#### Quoted passage

== Segment start ==

YOUR SOLIN GENERATED RECIPE
Egg White and Cottage Cheese Scramble with Spinach and Roasted Sweet Potato
A light yet satisfying breakfast featuring a fluffy egg white scramble enriched with creamy low-fat cottage cheese and fresh spinach, paired with golden roasted sweet potato and a hint of olive oil and avocado for extra creaminess and flavor. This dish strikes a perfect balance between protein and healthy fats to fuel your morning.
INGREDIENTS
4 egg whites (124g total)
0.75 cup low-fat cottage cheese (170g)
1 cup fresh spinach
1/2 medium sweet potato (100g)
1 tsp olive oil
1/4 medium avocado
Salt and pepper to taste
PREPARATION
Preheat your oven to 400°F for roasting the sweet potato.
Wash the sweet potato thoroughly and cut it into cubes. Toss the cubes lightly in half of the olive oil, and season with salt and pepper.

== Segment end ==

#### Description of the task
Pick up the sweet potato scramble recipe after its last preparation step and write the rest of the steps. The rows after the recipe aren't needed for this.

[Image-grounded pointing data]
== Segment start ==

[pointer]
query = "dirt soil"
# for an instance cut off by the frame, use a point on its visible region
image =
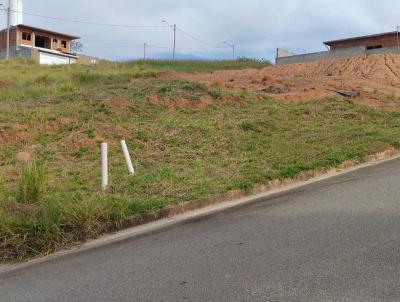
(374, 80)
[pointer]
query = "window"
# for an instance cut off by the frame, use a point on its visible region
(26, 36)
(374, 47)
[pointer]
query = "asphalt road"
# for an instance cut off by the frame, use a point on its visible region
(337, 240)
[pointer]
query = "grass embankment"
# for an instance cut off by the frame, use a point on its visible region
(60, 115)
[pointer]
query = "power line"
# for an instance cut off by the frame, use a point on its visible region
(193, 37)
(89, 23)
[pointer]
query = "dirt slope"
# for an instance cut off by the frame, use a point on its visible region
(375, 79)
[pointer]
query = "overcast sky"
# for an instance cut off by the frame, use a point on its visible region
(256, 27)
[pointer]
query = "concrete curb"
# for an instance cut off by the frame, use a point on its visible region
(170, 216)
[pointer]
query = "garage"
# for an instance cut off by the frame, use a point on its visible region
(50, 58)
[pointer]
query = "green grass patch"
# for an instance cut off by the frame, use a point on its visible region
(61, 114)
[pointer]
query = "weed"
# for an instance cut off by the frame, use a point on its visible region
(32, 183)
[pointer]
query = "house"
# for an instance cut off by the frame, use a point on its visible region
(42, 45)
(45, 46)
(383, 40)
(383, 43)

== Segment end ==

#### Task output
Spread the sweet potato cubes on a baking sheet and roast for 20-25 minutes until tender and slightly golden.
While the sweet potato is roasting, heat a non-stick skillet over medium heat and add the remaining olive oil.
Pour in the egg whites and cook gently, stirring occasionally.
Once the egg whites begin to set, add the low-fat cottage cheese and fresh spinach. Stir until the spinach wilts and the cottage cheese is slightly warmed.
Season the scramble with salt and pepper to taste.
Plate the egg white scramble alongside the roasted sweet potato cubes. Top the dish with quartered avocado for a fresh, creamy finish.